Studio album by Pretty Maids
- Released: 6 September 1993
- Recorded: July 1992 and March 1993 at Werner Studios, Copenhagen, Denmark; Sony Music Studio; Studio One
- Genre: Hard rock, acoustic rock
- Label: Columbia
- Producer: Pretty Maids, Henrik Nilsson

Pretty Maids chronology
| Offside (1992) | Stripped (1993) | Scream (1994) |

Singles from Stripped
- "If It Ain't Gonna Change" Released: 1993; "Please Don't Leave Me" Released: 10 July 1993;

= Stripped (Pretty Maids album) =

Stripped is the fifth studio album by the Danish hard rock/heavy metal band Pretty Maids, released on 6 September 1993 by Columbia Records. In 1992, Pretty Maids released an extended play with acoustic versions entitled Offside for the Japanese market. Due to the success of Offside, the band decided to record a full-length acoustic album with a mixture of new songs and cover songs. "Savage Heart" had previously been released on Jump the Gun (1990), and "Please Don't Leave Me", "In the Minds of the Young", "39" and "Heartbeat from Heaven" were released on Offside. The single "Please Don't Leave Me" reached number 10 on the Danish Singles Chart in 1993.

CHALLENGE 1 -
Name every song that, according to the album text, was released on Offside.
CHALLENGE 2 -
In the album text, what position did the single "Please Don't Leave Me" reach on the Danish Singles Chart?
CHALLENGE 3 -
Copy the album text from "Stripped is the" to "Chart in 1993.".

DATA LISTING -
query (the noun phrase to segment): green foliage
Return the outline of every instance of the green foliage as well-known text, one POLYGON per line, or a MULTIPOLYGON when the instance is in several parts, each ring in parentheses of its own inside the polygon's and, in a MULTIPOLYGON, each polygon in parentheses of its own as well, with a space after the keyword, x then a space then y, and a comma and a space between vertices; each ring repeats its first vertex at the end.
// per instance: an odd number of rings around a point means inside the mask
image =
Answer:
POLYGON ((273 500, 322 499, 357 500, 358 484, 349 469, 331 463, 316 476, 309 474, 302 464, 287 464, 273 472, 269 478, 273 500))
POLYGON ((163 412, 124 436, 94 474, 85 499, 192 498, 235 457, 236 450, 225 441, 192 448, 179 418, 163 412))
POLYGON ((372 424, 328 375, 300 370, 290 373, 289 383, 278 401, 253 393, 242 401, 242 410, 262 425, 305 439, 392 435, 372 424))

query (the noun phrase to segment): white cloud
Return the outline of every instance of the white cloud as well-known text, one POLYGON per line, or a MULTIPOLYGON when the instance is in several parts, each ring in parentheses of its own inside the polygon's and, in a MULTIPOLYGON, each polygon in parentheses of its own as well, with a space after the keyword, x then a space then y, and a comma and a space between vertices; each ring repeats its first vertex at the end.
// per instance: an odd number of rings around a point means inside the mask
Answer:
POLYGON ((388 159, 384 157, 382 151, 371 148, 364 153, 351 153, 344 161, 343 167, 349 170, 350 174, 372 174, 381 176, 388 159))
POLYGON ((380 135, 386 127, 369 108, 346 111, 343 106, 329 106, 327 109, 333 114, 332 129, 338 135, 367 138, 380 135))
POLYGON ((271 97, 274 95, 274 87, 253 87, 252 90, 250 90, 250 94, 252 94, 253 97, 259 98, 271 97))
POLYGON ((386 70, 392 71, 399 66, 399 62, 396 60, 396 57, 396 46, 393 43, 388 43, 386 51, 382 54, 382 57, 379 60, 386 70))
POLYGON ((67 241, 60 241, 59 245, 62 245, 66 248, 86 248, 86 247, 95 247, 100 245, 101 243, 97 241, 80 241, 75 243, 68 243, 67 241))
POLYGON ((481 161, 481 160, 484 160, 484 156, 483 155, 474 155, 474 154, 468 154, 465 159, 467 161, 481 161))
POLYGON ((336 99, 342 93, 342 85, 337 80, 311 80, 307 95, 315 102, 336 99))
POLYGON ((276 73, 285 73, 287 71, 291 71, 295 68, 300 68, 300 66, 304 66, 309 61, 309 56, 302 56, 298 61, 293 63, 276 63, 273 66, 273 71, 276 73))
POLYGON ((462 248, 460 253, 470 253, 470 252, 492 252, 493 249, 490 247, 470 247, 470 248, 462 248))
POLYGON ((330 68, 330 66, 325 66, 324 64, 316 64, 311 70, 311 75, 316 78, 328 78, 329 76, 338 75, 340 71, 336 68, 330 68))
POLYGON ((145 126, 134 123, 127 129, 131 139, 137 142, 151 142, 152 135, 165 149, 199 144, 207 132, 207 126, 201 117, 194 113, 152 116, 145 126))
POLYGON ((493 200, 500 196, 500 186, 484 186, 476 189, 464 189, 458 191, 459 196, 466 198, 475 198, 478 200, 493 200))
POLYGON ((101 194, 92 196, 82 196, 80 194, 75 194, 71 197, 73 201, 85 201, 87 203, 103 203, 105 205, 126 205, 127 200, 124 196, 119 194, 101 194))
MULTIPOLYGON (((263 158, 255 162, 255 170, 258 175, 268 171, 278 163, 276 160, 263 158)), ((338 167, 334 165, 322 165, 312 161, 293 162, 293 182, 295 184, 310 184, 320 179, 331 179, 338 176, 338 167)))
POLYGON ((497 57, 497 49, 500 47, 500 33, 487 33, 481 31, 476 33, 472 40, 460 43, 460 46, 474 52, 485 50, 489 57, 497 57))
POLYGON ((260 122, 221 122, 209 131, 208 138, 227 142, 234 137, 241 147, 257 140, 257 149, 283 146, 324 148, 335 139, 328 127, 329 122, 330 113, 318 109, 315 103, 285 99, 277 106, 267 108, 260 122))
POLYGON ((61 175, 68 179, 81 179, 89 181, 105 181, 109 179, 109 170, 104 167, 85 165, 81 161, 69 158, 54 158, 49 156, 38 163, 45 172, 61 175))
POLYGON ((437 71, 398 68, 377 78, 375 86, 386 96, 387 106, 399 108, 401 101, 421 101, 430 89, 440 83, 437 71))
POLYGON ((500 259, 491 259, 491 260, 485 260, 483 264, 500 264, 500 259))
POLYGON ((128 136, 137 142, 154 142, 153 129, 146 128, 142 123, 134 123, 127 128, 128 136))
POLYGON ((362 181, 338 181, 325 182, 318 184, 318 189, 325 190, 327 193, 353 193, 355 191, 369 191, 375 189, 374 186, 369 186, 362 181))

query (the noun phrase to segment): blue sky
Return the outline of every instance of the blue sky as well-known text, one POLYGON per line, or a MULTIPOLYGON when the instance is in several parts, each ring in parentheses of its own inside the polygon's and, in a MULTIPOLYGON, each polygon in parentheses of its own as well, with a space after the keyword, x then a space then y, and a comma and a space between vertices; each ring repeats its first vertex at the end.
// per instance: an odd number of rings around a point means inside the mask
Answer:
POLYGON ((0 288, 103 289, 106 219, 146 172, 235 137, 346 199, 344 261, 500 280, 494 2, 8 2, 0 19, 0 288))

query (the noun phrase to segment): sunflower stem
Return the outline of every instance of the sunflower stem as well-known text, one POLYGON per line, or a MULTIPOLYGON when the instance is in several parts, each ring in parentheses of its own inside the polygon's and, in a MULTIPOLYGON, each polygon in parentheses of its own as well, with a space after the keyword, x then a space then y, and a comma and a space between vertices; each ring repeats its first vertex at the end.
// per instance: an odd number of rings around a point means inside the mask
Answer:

EXERCISE SOLUTION 1 -
"Please Don't Leave Me", "In the Minds of the Young", "39" and "Heartbeat from Heaven"

EXERCISE SOLUTION 2 -
Number 10.

EXERCISE SOLUTION 3 -
Stripped is the fifth studio album by the Danish hard rock/heavy metal band Pretty Maids, released on 6 September 1993 by Columbia Records. In 1992, Pretty Maids released an extended play with acoustic versions entitled Offside for the Japanese market. Due to the success of Offside, the band decided to record a full-length acoustic album with a mixture of new songs and cover songs. "Savage Heart" had previously been released on Jump the Gun (1990), and "Please Don't Leave Me", "In the Minds of the Young", "39" and "Heartbeat from Heaven" were released on Offside. The single "Please Don't Leave Me" reached number 10 on the Danish Singles Chart in 1993.